Record list =

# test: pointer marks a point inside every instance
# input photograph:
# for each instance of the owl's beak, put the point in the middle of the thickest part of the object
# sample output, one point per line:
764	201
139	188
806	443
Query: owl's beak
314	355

Directions for this task =
Render every line of the records above as a Markdown table with the columns "Row" and "Line", numbering each row and omitting blank lines.

Output for this task =
| Row | Line |
|---|---|
| 1 | # test: pointer marks a point inside every instance |
| 2 | # input photograph: |
| 3 | # for each instance of the owl's beak, put the point in the middle of the thickest part of the object |
| 4 | # sample output, one point per line: |
| 5 | 764	201 |
| 6 | 139	188 |
| 7 | 806	443 |
| 8 | Query: owl's beak |
| 9 | 314	355 |